▸ PROMPT: Count the lines in the records below that contain the string "window", matching case exactly, and reply with the number alone.

▸ MATERIAL TO PROCESS:
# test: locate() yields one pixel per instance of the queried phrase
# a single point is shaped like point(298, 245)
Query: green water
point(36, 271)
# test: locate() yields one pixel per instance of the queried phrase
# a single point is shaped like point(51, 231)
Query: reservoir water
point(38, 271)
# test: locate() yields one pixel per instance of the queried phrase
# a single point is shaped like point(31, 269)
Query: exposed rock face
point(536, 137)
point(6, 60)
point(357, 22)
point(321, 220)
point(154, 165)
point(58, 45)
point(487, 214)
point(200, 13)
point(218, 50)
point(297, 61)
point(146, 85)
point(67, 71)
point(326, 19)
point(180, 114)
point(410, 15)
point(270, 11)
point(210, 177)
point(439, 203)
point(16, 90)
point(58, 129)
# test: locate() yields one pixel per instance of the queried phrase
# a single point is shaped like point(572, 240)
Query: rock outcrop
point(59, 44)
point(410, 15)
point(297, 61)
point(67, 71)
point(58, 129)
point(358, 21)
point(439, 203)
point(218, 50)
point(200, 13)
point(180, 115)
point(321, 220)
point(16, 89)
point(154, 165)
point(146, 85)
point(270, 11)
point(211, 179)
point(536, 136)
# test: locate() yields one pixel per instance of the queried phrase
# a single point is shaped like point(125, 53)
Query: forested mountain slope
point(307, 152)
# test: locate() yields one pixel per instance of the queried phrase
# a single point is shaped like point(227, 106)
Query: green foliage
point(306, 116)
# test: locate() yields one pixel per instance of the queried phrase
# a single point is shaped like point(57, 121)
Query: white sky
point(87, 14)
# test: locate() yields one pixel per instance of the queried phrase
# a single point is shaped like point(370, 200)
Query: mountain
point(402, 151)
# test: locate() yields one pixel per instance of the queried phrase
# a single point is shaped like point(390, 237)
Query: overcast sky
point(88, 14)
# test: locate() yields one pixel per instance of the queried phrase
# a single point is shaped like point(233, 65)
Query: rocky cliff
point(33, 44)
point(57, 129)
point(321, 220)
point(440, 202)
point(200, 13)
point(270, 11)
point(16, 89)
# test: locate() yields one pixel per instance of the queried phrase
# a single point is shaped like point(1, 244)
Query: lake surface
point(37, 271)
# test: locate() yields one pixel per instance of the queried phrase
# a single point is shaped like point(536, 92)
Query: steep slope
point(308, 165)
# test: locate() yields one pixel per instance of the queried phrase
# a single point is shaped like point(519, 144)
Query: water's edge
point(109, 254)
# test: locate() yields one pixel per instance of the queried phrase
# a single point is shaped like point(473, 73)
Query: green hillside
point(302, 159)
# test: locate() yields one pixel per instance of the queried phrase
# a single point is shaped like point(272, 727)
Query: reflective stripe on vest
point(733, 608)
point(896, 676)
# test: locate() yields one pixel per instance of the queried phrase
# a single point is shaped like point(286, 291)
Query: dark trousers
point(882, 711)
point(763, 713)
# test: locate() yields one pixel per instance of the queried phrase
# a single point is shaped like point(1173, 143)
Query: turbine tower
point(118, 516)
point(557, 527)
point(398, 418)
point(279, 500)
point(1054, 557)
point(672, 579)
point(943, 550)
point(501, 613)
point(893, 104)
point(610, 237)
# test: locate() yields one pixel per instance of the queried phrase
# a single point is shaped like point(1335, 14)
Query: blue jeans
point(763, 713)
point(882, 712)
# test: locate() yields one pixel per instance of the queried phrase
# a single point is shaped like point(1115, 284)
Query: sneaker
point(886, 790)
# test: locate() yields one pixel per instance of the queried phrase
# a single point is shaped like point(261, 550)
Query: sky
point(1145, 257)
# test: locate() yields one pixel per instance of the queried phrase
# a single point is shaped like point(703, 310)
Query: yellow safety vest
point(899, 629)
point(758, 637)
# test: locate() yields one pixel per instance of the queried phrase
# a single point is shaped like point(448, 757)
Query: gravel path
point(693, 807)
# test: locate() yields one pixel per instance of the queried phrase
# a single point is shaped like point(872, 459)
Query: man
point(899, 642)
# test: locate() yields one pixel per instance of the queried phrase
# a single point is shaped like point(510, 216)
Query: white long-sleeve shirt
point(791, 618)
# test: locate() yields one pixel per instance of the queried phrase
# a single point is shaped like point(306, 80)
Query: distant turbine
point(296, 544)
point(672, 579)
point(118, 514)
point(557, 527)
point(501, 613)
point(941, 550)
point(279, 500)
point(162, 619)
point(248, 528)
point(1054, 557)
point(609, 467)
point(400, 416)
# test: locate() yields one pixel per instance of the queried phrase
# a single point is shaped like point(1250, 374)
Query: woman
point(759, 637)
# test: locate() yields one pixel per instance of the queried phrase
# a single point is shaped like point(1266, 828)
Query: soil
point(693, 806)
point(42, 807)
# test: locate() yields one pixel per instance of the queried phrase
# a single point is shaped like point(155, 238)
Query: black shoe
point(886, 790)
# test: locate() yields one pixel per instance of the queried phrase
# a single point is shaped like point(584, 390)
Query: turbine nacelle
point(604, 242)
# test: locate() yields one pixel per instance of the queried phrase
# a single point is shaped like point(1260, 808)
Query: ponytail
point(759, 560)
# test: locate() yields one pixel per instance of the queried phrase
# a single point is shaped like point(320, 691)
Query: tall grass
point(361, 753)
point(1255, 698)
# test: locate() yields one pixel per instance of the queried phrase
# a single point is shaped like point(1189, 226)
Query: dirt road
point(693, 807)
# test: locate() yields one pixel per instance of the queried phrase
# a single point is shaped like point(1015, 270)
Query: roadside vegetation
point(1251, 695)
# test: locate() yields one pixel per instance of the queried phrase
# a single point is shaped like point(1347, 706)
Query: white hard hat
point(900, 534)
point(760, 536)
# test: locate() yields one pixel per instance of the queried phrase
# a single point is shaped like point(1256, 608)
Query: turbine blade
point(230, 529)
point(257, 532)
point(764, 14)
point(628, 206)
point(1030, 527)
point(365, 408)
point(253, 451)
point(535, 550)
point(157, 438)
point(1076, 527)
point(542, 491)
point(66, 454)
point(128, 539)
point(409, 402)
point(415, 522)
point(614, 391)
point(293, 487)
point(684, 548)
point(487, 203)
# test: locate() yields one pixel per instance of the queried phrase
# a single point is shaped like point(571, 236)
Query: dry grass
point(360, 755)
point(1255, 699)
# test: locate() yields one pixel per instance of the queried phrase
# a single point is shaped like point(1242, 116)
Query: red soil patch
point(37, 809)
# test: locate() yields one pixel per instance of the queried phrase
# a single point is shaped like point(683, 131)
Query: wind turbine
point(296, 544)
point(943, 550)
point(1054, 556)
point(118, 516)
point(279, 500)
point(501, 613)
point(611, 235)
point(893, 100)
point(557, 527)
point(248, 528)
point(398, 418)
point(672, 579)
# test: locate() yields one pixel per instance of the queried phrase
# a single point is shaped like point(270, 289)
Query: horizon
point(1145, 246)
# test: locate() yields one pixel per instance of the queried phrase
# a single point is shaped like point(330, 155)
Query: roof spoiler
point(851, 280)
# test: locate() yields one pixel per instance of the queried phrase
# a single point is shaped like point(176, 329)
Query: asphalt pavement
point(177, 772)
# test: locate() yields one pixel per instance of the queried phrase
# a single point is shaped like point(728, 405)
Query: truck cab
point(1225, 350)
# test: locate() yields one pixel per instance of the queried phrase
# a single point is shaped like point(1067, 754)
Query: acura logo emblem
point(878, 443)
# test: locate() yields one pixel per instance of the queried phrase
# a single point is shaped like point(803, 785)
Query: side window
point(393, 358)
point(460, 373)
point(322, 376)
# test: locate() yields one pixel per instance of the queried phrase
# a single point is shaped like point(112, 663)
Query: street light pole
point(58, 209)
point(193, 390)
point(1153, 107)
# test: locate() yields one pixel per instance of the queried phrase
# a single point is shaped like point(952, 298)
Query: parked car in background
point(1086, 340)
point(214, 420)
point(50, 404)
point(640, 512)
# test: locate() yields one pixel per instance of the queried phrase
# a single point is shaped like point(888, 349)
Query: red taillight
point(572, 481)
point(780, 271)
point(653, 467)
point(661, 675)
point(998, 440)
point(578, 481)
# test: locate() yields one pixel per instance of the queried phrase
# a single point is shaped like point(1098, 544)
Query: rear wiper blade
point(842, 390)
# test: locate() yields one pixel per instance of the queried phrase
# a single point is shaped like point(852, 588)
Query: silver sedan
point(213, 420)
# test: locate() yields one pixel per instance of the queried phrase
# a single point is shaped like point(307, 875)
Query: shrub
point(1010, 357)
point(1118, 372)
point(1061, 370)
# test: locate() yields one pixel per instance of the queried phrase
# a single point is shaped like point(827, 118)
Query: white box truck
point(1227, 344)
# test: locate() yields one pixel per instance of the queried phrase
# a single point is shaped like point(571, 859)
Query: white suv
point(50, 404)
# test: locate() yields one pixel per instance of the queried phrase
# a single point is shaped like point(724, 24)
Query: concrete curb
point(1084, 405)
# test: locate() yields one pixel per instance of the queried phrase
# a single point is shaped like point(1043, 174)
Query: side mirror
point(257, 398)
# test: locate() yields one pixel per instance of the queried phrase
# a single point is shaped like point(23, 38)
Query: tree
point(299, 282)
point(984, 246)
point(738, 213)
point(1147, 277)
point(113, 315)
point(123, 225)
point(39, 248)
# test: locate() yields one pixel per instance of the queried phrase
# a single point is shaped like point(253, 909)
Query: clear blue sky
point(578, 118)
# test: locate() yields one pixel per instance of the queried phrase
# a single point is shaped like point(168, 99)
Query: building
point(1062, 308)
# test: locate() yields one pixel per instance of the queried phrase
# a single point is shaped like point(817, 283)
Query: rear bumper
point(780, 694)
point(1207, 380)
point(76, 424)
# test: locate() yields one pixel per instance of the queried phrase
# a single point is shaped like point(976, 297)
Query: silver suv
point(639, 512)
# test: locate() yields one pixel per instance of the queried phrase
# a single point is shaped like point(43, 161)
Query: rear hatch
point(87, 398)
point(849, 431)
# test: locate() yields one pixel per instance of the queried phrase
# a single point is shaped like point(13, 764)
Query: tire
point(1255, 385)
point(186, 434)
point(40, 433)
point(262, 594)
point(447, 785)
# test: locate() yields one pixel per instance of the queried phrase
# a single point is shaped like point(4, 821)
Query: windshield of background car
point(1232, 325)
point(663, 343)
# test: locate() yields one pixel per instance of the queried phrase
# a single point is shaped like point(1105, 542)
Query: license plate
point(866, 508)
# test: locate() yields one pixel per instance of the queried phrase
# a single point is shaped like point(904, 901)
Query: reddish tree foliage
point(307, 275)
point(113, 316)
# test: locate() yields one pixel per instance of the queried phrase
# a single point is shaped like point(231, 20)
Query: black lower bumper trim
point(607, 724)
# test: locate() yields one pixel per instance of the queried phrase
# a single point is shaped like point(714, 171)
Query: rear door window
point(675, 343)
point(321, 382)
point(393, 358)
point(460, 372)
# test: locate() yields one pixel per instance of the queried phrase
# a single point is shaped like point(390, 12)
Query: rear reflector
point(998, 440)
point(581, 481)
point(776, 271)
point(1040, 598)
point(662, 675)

▸ EXERCISE SOLUTION: 2